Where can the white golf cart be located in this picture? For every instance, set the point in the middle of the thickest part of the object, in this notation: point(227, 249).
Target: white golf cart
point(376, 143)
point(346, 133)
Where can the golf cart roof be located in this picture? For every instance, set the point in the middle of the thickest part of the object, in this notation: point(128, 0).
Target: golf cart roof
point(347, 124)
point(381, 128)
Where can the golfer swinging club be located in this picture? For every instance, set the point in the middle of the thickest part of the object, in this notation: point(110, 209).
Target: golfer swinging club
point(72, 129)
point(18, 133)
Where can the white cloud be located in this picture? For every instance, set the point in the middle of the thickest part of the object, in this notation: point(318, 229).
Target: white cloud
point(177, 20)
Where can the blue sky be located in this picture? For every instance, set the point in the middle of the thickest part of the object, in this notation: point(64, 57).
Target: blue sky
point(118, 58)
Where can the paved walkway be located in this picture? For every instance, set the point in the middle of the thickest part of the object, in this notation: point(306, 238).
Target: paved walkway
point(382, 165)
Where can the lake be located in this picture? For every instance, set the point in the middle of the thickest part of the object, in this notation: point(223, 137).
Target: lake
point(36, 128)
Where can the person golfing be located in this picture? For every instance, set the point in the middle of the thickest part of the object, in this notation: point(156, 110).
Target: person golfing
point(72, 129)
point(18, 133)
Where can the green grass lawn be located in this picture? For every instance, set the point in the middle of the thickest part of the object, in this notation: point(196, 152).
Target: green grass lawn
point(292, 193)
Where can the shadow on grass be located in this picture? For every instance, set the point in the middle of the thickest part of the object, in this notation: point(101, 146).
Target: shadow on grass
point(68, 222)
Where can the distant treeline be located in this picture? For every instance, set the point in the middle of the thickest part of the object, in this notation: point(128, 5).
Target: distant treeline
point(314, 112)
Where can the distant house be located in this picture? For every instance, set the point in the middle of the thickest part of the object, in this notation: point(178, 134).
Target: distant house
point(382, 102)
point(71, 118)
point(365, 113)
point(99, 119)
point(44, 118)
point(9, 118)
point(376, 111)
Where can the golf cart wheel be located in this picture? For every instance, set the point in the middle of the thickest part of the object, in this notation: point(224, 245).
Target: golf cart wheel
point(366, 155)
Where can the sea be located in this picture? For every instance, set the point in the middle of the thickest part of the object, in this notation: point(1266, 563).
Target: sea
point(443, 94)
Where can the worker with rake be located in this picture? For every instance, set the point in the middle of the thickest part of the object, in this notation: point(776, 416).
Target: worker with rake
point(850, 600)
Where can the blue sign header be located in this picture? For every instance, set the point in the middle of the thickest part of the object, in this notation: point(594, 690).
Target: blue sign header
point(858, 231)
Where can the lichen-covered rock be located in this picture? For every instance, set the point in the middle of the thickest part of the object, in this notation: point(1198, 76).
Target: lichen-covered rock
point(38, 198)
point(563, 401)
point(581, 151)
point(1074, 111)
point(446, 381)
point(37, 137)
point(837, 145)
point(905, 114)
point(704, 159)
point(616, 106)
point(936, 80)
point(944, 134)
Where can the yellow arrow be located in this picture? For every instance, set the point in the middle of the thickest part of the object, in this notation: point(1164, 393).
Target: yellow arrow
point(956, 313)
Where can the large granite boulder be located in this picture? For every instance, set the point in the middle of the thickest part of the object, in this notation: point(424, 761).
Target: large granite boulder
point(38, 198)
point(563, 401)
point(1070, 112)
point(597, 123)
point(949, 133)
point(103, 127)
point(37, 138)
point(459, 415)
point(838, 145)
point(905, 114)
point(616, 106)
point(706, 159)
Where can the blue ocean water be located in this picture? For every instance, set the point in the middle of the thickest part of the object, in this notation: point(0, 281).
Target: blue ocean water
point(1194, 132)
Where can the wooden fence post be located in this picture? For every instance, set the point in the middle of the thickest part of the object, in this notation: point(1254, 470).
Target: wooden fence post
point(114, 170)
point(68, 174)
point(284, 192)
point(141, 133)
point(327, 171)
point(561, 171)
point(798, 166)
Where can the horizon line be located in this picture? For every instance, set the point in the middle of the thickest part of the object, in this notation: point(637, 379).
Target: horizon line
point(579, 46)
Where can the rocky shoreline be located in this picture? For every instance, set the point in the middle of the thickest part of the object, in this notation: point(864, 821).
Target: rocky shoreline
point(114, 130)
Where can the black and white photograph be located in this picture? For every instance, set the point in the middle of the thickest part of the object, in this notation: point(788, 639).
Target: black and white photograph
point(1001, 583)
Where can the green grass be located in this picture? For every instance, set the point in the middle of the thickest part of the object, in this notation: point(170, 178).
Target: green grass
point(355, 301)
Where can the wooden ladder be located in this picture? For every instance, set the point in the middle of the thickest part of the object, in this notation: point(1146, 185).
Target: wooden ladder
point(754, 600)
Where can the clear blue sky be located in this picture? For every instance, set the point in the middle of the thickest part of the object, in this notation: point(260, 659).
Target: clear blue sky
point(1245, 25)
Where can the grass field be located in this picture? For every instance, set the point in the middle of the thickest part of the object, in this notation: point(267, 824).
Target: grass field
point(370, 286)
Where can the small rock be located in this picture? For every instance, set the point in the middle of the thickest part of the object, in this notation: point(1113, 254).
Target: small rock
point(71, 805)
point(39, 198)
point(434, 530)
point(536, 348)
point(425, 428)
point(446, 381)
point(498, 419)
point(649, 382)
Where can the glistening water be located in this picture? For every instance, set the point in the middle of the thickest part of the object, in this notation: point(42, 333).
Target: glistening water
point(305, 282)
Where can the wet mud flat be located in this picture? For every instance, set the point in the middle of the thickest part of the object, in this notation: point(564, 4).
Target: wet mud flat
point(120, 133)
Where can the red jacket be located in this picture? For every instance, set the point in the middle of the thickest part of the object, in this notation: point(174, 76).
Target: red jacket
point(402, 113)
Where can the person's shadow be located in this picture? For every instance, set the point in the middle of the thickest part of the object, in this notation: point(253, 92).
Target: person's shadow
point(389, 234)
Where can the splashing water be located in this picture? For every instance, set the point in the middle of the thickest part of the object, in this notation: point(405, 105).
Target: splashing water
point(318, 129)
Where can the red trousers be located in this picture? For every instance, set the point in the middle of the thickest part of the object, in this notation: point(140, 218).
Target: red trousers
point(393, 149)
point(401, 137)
__________
▶ [Task statement]: Give a verbatim copy of the material above.

▶ [Task result]:
Where can the white golf cart be located in this picture? For every instance, set the point in the middle of the thickest part of the object, in this notation: point(227, 249).
Target: white golf cart
point(376, 143)
point(346, 133)
Where can the golf cart roof be located in this picture? For every instance, set the point in the middle of the thickest part of the object, in this notation: point(128, 0).
Target: golf cart roof
point(347, 124)
point(381, 128)
Where can the golfer swinging club be located in this picture? For every instance, set the point in the middle of the thickest part of the object, in this notation: point(110, 209).
Target: golfer swinging club
point(72, 129)
point(18, 133)
Where can the white cloud be located in this picture? For every instance, set the point in the middle of the thickest part of the object, in this notation: point(318, 229).
Target: white cloud
point(177, 20)
Where can the blue sky be located in this picture? For every instance, set the point in the middle of the thickest part of the object, in this notation: point(64, 57).
Target: blue sky
point(118, 58)
Where can the paved walkway be located in this picture? For every instance, set the point in the middle of the thickest part of the object, in this notation: point(306, 238).
Target: paved walkway
point(382, 165)
Where can the lake be located in this picture? For every instance, set the point in the middle of the thickest part of the object, in this notation: point(223, 137).
Target: lake
point(36, 128)
Where can the person golfing be located in this picture? For every instance, set the point in the middle of the thickest part of the object, in this notation: point(156, 110).
Target: person golfing
point(72, 129)
point(18, 133)
Where can the green grass lawn be located in this picture? For every instance, set the point in the middle of the thickest part of the object, in this notation: point(196, 152).
Target: green grass lawn
point(292, 193)
Where can the shadow on grass be located in this picture? For every instance, set the point in the middle of the thickest part of the object, in this notation: point(101, 146).
Target: shadow on grass
point(68, 222)
Where can the distant treeline be located in this picture? For every instance, set the point in the middle of the thickest part of the object, in this notation: point(128, 5).
Target: distant treeline
point(314, 112)
Where can the distant house be located in this picture? For every instance, set the point in the middle of the thickest part of the object, in this notation: point(178, 134).
Target: distant house
point(382, 102)
point(71, 118)
point(365, 113)
point(99, 119)
point(44, 118)
point(9, 118)
point(376, 111)
Where can the golf cart wheel be located in this picture? For every instance, set the point in the middle of the thickest part of the object, in this notation: point(224, 245).
Target: golf cart wheel
point(366, 155)
Where can the sea be located in this picture? For every instance, set the point in the middle of the thickest part of the object, in this notation: point(1266, 563).
Target: sea
point(443, 94)
Where can the worker with rake be located in this picture? For every instance, set the point in the middle of the thickest part of the object, in this notation: point(776, 416).
Target: worker with rake
point(850, 600)
Where can the blue sign header be located in this picture? For every instance, set the point in the middle of the thickest part of the object, in this notation: point(594, 690).
Target: blue sign header
point(858, 231)
Where can the lichen-covered rock be located in this picture? For every instance, set the point in the middle of the thickest part of the object, in this notation: point(1198, 76).
Target: lichen-covered rock
point(38, 198)
point(563, 401)
point(581, 151)
point(1074, 111)
point(446, 381)
point(37, 137)
point(837, 145)
point(905, 114)
point(704, 159)
point(616, 106)
point(936, 80)
point(944, 134)
Where can the yellow arrow be located in this picture? For every instance, set the point in the middle of the thickest part of the object, in this notation: point(1164, 393).
Target: yellow arrow
point(956, 313)
Where can the large granite boulder be located in this picture? For every instance, set the point in the middle of the thickest part of the object, in this notation: point(424, 761).
Target: large granite boulder
point(38, 198)
point(563, 401)
point(1070, 112)
point(597, 123)
point(949, 133)
point(103, 127)
point(37, 138)
point(459, 415)
point(838, 145)
point(905, 114)
point(616, 106)
point(706, 159)
Where can the blue ocean water be located in this picture? For every instance, set the point in the middle of the thickest part of the object, in this notation: point(0, 281).
Target: blue ocean water
point(1194, 132)
Where can the wooden fence post be located in this picture? For every instance, set the point in the middle of the thickest part of the object, in this notation: point(1254, 470).
Target: wooden fence post
point(114, 170)
point(68, 174)
point(284, 192)
point(141, 133)
point(327, 171)
point(561, 171)
point(798, 166)
Where can the horizon line be located in this picture? For every instance, set the point in the middle of the thickest part of the object, in this notation: point(637, 379).
Target: horizon line
point(579, 46)
Where can the rocky shoreline be located in this picture? For every instance, set the point in the middle of the thickest part of the object, in this notation: point(864, 821).
Target: rocky shoreline
point(114, 130)
Where can the black and white photograph be located in this picture? For every instance, set the point in the middle of the thickest part of the object, in this notation: point(788, 639).
Target: black and white photograph
point(1001, 583)
Where can the green grass be located in this picture? For every instance, set the point in the middle of the thickest part of the object, in this notation: point(170, 178).
Target: green grass
point(355, 301)
Where can the wooden ladder be located in this picture? For every instance, set the point in the middle of the thickest part of the object, in this notation: point(1146, 185).
Target: wooden ladder
point(754, 600)
Where can the clear blue sky be located in this picture? For every instance, set the point in the middle of the thickest part of the object, in this notation: point(260, 659).
Target: clear blue sky
point(1245, 25)
Where can the grass field be located in this picture? For every instance, set the point in the middle of the thickest part of the object, in this notation: point(267, 824).
Target: grass field
point(370, 286)
Where can the small rock be located in this picture? For every instance, set the point in the middle of the thickest part of the object, in this notation: point(1113, 254).
Target: small rock
point(71, 805)
point(39, 198)
point(434, 530)
point(536, 348)
point(425, 428)
point(446, 381)
point(498, 419)
point(649, 382)
Where can the glistening water be located in this picture? For every instance, set the point in the middle of the thickest part of the object, in this notation: point(42, 333).
Target: glistening water
point(305, 282)
Where can the wet mud flat be located in this picture? For every instance, set the point in the middle of the thickest part of the object, in this notation: point(564, 4).
Target: wet mud flat
point(120, 133)
Where can the red jacket be located in this picture? For every instance, set the point in the middle of the thickest part of the object, in this notation: point(174, 76).
Target: red jacket
point(402, 113)
Where can the person's shadow be located in this picture? For every instance, set the point in the middle of the thickest part of the object, in this notation: point(253, 92).
Target: person's shadow
point(389, 234)
Where can the splashing water be located in this picture? For every instance, set the point in the middle of the thickest part of the object, in this notation: point(405, 105).
Target: splashing water
point(318, 129)
Where can the red trousers be located in this picture? For every instance, set the point in the middle of the thickest part of the object, in this notation: point(140, 218).
Target: red trousers
point(393, 149)
point(401, 137)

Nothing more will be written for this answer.